> **Work request**:
Please show every line below that contains the word "positive", copying each in full.

> **Data for review**:
━━━━━━━━━━
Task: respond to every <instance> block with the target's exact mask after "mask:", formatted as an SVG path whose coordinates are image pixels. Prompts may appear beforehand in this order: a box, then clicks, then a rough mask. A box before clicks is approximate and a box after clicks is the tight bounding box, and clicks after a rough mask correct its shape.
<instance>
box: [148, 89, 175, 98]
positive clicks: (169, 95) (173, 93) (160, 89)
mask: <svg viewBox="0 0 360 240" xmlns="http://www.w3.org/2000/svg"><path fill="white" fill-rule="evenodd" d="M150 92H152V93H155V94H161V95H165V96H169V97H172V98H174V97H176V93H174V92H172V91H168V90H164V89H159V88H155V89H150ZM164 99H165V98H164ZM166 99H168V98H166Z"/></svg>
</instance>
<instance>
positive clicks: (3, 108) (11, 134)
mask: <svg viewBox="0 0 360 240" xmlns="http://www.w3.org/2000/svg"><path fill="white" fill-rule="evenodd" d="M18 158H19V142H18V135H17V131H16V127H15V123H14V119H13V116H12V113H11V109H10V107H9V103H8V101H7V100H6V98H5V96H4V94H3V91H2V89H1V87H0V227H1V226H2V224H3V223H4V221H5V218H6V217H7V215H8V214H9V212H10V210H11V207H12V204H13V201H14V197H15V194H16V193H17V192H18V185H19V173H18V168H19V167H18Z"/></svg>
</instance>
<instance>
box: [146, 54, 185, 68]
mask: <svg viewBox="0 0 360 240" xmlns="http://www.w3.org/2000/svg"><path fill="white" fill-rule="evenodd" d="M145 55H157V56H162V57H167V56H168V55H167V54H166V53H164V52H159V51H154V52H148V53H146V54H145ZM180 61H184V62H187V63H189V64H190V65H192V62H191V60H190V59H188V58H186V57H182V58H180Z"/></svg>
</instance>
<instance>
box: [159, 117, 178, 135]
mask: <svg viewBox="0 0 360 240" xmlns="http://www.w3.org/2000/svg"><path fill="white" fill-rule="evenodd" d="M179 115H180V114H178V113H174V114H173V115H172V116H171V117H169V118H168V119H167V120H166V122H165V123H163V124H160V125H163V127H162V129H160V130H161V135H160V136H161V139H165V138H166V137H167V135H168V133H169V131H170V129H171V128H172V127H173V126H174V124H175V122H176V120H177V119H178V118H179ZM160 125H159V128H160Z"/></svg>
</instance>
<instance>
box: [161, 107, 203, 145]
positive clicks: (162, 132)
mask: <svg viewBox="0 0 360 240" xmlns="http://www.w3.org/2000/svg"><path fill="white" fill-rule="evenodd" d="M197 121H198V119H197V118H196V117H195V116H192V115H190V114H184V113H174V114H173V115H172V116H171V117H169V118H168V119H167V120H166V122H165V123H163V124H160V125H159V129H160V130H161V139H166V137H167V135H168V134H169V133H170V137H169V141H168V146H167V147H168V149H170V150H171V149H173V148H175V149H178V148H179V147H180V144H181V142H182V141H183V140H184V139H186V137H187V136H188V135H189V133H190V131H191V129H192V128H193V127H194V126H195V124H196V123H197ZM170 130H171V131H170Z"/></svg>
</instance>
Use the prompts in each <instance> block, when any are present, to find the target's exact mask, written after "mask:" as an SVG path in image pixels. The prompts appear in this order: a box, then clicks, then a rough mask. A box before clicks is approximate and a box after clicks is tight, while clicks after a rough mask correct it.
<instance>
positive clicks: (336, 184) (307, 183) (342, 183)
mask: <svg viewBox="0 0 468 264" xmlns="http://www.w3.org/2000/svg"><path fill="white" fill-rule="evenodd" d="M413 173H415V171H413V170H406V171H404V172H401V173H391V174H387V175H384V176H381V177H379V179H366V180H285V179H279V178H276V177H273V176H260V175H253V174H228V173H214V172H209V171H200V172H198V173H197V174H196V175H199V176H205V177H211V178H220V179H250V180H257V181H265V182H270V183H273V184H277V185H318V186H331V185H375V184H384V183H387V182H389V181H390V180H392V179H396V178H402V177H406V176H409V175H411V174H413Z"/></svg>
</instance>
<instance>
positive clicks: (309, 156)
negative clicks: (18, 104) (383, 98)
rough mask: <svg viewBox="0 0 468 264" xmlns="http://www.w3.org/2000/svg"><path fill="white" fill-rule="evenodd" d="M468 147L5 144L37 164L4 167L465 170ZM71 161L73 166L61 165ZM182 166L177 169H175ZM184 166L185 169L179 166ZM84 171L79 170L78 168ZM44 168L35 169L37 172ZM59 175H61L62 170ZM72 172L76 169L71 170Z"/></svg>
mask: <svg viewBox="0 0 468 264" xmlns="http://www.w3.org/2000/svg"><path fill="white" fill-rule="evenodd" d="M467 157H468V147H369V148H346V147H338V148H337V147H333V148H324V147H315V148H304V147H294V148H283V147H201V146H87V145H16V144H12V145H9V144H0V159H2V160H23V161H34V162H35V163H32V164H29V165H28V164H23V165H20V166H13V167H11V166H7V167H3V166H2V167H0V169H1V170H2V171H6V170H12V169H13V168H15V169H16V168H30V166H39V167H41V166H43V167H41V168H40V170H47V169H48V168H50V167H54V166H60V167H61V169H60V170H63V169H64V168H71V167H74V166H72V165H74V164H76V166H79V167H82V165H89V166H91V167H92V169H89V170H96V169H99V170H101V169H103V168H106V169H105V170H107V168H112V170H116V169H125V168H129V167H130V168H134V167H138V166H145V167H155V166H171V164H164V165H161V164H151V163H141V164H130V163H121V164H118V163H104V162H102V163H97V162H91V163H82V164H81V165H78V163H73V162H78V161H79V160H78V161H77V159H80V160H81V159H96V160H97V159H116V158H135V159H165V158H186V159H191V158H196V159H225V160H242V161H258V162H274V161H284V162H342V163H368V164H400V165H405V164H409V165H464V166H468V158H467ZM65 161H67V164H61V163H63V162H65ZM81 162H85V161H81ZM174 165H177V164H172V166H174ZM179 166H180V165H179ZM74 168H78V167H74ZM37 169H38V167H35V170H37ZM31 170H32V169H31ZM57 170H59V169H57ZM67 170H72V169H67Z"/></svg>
━━━━━━━━━━
> **Expected answer**:
positive clicks: (169, 95) (173, 93) (160, 89)
positive clicks: (3, 108) (11, 134)
positive clicks: (162, 132)
positive clicks: (336, 184) (307, 183) (342, 183)
positive clicks: (309, 156)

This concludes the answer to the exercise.